▶ [Aim of the task] In the records below, the line with "Where can the leafy" opens the range and the line with "Where can the overgrown" closes it; print that range exactly and nothing else.

▶ [Material to process]
────────────────────────────────────────

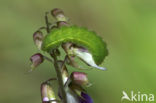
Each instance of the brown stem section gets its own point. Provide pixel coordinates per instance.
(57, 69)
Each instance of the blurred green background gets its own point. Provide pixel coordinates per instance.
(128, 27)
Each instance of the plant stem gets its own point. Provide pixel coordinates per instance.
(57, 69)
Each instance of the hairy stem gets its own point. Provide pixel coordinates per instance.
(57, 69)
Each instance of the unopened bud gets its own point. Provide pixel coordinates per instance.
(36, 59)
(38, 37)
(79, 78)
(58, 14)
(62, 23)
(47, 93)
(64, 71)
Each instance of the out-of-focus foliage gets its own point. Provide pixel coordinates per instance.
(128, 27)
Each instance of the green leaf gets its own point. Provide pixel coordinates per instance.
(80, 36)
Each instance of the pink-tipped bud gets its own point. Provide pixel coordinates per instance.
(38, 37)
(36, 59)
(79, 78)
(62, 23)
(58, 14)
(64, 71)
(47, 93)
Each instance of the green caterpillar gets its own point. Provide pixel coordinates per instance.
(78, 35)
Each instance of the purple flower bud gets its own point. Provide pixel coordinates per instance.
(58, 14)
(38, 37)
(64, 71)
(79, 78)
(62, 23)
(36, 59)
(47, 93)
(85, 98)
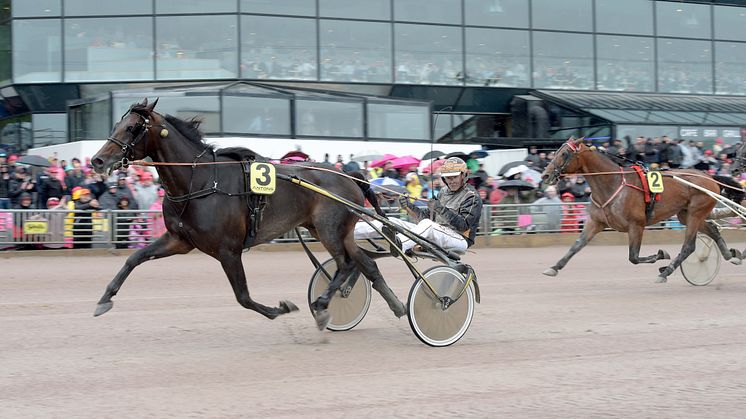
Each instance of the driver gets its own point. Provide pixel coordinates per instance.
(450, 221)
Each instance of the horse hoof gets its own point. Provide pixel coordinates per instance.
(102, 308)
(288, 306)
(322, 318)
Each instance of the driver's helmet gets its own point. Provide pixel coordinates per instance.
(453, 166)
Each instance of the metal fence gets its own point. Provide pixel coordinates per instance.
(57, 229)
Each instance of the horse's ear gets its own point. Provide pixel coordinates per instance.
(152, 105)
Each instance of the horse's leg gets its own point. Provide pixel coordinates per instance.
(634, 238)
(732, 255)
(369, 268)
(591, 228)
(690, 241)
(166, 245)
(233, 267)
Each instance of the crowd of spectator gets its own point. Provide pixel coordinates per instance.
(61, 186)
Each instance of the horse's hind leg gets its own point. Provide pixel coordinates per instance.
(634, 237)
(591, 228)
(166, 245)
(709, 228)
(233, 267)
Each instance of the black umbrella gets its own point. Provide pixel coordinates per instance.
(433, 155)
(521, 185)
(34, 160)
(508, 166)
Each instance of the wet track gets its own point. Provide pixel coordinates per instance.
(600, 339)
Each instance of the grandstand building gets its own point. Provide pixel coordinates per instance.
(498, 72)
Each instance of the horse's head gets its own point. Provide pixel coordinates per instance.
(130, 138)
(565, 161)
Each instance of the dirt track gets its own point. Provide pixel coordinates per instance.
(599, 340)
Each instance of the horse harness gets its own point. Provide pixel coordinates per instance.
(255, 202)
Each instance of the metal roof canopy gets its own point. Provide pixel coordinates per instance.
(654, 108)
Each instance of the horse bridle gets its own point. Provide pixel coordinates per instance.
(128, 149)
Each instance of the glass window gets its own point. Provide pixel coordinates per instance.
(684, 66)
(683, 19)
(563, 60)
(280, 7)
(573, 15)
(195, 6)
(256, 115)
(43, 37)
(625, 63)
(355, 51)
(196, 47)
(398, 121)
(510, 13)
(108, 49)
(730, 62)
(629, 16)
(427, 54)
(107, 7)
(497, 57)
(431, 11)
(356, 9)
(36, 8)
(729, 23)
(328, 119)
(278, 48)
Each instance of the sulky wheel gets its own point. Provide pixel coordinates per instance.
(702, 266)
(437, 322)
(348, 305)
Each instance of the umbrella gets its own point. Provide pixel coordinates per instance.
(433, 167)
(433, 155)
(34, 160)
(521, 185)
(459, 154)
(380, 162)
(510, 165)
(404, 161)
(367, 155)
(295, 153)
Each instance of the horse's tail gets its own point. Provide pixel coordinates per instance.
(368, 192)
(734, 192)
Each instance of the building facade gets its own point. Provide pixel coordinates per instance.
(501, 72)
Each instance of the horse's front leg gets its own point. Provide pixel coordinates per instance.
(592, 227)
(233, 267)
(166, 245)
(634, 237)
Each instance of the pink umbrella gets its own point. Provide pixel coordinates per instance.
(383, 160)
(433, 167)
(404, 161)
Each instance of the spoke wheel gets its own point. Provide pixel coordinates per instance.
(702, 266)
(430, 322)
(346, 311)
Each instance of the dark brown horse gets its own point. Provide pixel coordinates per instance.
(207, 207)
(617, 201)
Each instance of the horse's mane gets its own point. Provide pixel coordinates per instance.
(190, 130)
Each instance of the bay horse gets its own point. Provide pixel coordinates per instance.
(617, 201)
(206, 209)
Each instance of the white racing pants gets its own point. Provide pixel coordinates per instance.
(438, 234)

────────────────────────────────────────

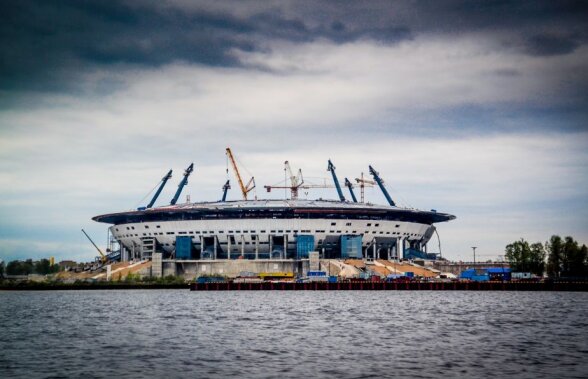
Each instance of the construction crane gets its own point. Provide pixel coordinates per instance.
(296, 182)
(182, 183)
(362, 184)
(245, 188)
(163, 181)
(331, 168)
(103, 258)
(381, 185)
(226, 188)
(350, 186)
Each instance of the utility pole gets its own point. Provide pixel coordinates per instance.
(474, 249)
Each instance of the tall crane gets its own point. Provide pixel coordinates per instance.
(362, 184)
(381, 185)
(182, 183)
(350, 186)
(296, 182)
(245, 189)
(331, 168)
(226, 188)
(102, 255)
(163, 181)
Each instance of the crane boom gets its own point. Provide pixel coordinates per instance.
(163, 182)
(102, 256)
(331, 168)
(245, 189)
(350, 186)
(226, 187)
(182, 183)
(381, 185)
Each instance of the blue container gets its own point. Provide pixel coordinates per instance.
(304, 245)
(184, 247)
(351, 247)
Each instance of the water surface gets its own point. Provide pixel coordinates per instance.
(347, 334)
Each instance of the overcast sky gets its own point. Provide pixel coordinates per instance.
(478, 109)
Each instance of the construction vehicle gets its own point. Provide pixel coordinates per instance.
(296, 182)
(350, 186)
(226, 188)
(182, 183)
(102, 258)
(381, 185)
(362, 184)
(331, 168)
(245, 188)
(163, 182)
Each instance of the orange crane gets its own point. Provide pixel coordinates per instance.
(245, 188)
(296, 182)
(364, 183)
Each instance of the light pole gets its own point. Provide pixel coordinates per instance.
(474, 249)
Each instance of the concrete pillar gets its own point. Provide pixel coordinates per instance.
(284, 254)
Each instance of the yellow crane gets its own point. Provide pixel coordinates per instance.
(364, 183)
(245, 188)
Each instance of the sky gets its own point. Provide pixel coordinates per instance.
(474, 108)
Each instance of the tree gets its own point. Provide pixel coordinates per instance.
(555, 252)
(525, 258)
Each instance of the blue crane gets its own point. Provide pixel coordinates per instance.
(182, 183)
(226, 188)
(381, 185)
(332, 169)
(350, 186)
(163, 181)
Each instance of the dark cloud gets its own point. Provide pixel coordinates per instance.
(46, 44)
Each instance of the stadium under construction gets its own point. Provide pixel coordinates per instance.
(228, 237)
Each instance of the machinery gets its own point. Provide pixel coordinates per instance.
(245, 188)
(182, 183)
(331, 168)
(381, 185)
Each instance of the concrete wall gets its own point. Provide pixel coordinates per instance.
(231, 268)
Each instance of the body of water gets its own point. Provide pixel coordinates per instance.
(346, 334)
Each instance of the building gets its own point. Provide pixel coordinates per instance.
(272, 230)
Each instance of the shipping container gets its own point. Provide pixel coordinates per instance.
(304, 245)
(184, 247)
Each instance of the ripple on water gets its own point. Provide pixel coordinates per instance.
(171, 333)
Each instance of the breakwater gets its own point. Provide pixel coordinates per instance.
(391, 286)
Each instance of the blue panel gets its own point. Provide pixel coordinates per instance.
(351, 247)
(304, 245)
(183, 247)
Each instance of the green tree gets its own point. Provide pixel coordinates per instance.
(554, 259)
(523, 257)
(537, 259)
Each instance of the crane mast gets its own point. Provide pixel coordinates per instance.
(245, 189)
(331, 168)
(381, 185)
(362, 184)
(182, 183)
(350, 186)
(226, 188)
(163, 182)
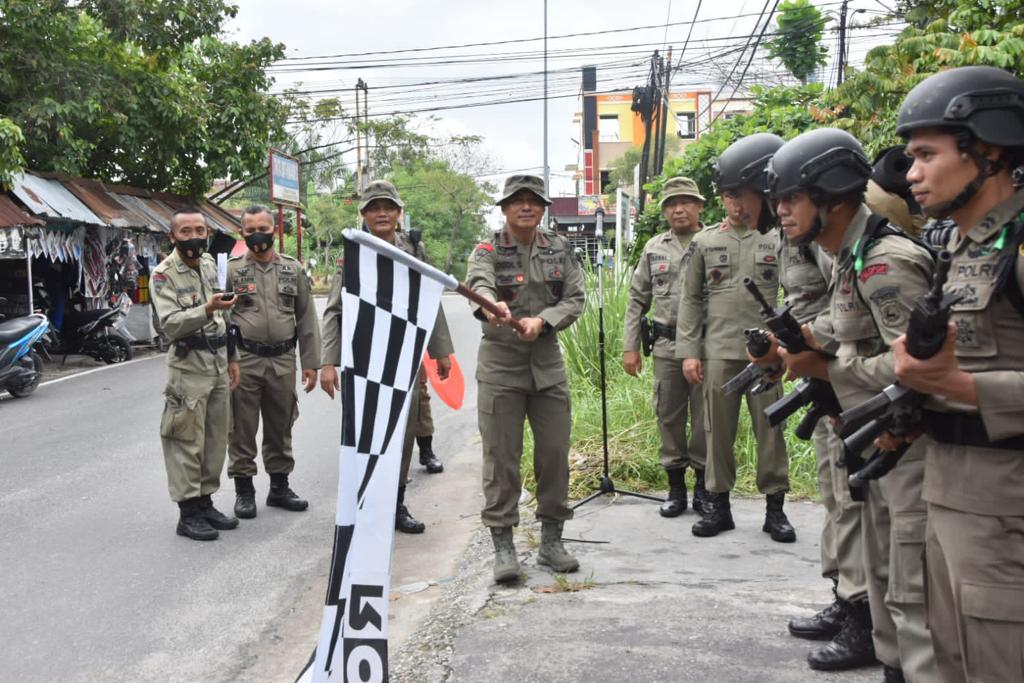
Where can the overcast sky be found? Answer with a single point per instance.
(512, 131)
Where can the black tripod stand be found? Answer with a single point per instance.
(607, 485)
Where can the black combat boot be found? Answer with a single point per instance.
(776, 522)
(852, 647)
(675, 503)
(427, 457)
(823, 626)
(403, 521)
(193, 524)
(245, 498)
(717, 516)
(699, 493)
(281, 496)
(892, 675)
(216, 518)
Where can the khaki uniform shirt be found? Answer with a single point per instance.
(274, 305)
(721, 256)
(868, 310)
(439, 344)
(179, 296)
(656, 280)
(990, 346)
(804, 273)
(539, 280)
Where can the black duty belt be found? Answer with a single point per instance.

────────────────────────────────────────

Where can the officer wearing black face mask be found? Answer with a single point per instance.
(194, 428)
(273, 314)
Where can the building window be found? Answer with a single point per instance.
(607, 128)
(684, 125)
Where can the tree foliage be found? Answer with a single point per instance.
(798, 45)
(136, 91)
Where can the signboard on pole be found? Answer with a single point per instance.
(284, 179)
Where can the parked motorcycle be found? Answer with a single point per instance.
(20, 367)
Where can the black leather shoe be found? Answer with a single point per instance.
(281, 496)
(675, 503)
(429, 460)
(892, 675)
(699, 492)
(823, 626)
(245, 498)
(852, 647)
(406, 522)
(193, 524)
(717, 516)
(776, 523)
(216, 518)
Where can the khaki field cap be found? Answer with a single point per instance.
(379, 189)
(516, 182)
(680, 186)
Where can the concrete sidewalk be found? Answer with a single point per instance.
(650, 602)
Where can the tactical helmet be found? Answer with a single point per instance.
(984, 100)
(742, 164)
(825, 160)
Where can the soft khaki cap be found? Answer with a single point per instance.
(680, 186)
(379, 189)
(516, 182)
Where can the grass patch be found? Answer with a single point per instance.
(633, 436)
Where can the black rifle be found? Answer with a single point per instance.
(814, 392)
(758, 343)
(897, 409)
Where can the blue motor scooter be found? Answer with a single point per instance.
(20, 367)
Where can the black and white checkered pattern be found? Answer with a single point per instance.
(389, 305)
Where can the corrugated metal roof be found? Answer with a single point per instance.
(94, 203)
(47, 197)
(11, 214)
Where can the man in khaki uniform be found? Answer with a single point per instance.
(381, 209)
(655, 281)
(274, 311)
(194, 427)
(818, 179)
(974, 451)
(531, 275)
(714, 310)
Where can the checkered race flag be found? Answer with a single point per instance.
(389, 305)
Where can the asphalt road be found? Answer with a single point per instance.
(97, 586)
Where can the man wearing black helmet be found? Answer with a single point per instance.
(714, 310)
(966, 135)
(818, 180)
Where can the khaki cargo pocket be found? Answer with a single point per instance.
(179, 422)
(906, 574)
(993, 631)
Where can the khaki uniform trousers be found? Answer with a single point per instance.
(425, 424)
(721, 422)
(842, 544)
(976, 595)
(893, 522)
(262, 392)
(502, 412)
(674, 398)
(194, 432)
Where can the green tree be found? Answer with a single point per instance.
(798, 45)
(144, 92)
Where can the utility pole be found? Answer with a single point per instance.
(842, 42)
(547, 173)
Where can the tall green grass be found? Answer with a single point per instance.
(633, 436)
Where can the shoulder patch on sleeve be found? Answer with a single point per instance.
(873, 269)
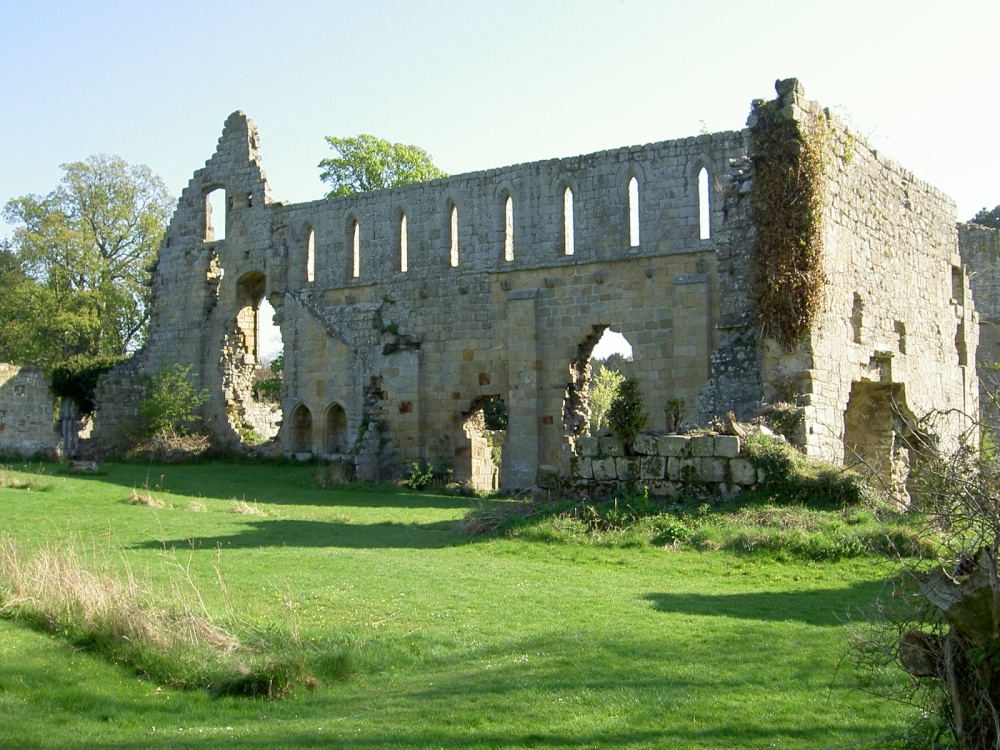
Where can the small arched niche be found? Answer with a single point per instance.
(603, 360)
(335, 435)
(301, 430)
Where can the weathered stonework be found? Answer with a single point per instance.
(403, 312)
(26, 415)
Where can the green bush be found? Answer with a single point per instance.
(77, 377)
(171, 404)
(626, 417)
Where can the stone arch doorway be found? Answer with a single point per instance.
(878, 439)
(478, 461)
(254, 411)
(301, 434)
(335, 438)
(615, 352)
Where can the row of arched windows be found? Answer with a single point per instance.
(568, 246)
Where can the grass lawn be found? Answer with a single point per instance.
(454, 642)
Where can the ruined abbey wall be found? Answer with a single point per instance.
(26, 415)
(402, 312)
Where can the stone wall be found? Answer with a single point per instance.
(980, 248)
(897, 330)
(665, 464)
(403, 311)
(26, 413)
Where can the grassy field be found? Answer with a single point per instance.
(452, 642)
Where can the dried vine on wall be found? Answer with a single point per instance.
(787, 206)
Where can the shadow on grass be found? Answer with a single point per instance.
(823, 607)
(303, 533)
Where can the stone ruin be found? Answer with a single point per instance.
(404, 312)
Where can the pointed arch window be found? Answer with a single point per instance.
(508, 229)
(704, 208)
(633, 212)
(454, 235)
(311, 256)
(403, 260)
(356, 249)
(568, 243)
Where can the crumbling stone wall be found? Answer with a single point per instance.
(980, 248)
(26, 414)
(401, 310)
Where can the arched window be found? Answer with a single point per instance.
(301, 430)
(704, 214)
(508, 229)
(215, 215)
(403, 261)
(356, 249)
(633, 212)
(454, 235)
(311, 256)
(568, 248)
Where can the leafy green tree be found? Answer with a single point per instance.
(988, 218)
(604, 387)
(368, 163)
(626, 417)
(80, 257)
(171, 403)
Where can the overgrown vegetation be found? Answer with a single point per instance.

────────────────────────────────────────

▶ [Result below]
Where can the leafy green tree be found? Answer with a single point per instance.
(988, 218)
(604, 387)
(368, 163)
(626, 417)
(80, 257)
(171, 403)
Where can the overgrown vegetation be found? Answer with a single point per instance.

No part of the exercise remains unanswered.